Amazingly, this is the sixth (!!!!!) father-son pair to win a Nobel. Arthur Kornberg won the Nobel for Medicine in 1959 for his work on mechanisms in the biological synthesis of deoxyribonucleic acid (DNA). Today, his son, Roger Kornberg, who is, like his father, a professor at Stanford who specializes in Biochemistry, won the Nobel in Chemistry for his work on RNA and specifically how “genes convey their messages in cells to copy functions like making proteins.” His pleased 88 year old dad joked that he wondered why the second family Nobel was “so long in coming.”
The process of copying and transferring information stored in genes, called transcription, is the key to keeping organisms from yeast to humans alive and functioning. Disturbances in the transcription process are involved in an array of human illnesses, including cancer, heart disease and inflammation.
Dr. Kornberg said in an interview that his work had already influenced the development of drugs and therapies for various conditions, and that understanding how transcription works was central to research that hoped to use stem cells to cure diseases like diabetes.
Much of his work has focused on an enzyme called RNA polymerase, which makes messenger RNA and controls the process of selecting certain genes from the thousands that make up DNA to duplicate at any one time. Dr. Kornberg’s research groups characterized how RNA polymerase played a central role in the transcription process by hooking on to certain parts of the DNA chain and making RNA that produced exactly the protein a cell needed at the time.
The Nobel committee said that Dr. Kornberg did fundamental work over 20 years on how the information stored in genes is copied and transferred to other parts of the cell. The committee also said he was the first to create pictures of that process. Using a method called X-ray crystallography, he was able to have a computer assemble freeze-frame images of the enzyme at work.
Roger Kornberg has a strong connection to Israel because his wife, Yahli Lorch, a geneticist, is Israeli and they spend 4 months of every year visiting Israel where he teaches at the Hebrew University in Jerusalem. He speaks Hebrew with a pronounced Anglo-Saxon accent that’s very cute.
Congratulations…and our thanks…go out to the mishpucheh.

Saved entries:
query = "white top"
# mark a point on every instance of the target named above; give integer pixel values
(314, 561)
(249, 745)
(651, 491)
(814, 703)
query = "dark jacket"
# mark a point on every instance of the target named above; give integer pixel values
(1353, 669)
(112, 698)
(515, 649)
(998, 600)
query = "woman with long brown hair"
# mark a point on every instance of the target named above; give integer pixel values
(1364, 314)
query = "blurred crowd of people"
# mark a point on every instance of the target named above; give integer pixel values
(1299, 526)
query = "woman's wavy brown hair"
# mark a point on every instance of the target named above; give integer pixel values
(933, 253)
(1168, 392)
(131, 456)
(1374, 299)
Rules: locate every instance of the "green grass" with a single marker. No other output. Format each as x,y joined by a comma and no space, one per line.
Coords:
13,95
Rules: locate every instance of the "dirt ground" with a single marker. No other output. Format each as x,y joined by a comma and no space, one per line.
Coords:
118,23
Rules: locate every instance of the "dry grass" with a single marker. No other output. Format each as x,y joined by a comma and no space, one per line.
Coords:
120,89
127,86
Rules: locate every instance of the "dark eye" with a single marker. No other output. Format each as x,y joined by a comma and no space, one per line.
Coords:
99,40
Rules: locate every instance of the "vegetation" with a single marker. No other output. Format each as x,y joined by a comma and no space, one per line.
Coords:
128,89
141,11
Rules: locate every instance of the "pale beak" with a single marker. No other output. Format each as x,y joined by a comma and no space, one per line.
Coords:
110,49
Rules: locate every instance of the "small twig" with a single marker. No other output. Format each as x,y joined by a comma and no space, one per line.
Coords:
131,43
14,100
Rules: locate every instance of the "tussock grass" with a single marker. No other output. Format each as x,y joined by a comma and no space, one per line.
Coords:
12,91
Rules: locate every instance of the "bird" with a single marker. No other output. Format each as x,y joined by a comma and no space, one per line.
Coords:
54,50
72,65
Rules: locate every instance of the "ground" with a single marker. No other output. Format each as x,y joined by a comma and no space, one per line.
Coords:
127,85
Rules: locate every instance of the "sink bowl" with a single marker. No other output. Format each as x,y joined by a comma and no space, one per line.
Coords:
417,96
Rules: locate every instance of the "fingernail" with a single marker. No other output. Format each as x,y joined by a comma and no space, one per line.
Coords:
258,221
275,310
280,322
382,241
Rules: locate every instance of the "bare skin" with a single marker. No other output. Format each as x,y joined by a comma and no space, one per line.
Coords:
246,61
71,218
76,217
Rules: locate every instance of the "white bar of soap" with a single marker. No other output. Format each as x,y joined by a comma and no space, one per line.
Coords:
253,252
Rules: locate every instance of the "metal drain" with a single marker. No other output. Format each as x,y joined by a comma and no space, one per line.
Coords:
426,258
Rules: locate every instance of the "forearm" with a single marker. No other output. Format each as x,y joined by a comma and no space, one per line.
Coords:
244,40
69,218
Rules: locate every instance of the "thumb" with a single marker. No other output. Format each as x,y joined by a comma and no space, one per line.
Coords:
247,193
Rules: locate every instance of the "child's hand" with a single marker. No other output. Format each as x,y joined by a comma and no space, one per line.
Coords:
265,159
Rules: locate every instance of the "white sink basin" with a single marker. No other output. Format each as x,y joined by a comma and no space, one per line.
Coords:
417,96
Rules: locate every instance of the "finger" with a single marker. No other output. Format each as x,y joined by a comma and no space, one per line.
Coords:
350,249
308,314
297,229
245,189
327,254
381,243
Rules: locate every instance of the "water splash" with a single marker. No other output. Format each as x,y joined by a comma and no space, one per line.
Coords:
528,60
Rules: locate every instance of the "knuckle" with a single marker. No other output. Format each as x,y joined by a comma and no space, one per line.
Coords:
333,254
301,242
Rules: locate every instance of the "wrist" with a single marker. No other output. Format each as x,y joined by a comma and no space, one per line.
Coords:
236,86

**LIST OF TASKS:**
**1.** Reproduce the passage of the Kornberg Nobel article starting at "Dr. Kornberg said" and ending at "diseases like diabetes.".
**2.** Summarize the Kornberg Nobel article in two sentences.
You won't need the listing.

**RESPONSES FOR EACH TASK:**
**1.**
Dr. Kornberg said in an interview that his work had already influenced the development of drugs and therapies for various conditions, and that understanding how transcription works was central to research that hoped to use stem cells to cure diseases like diabetes.

**2.** Roger Kornberg, a Stanford biochemistry professor whose father Arthur won the 1959 Nobel for Medicine, won the Nobel in Chemistry for his work on how the information stored in genes is copied and transferred in cells, a process called transcription. Much of his work has focused on the enzyme RNA polymerase, and the Nobel committee said he was the first to create pictures of the process, using X-ray crystallography.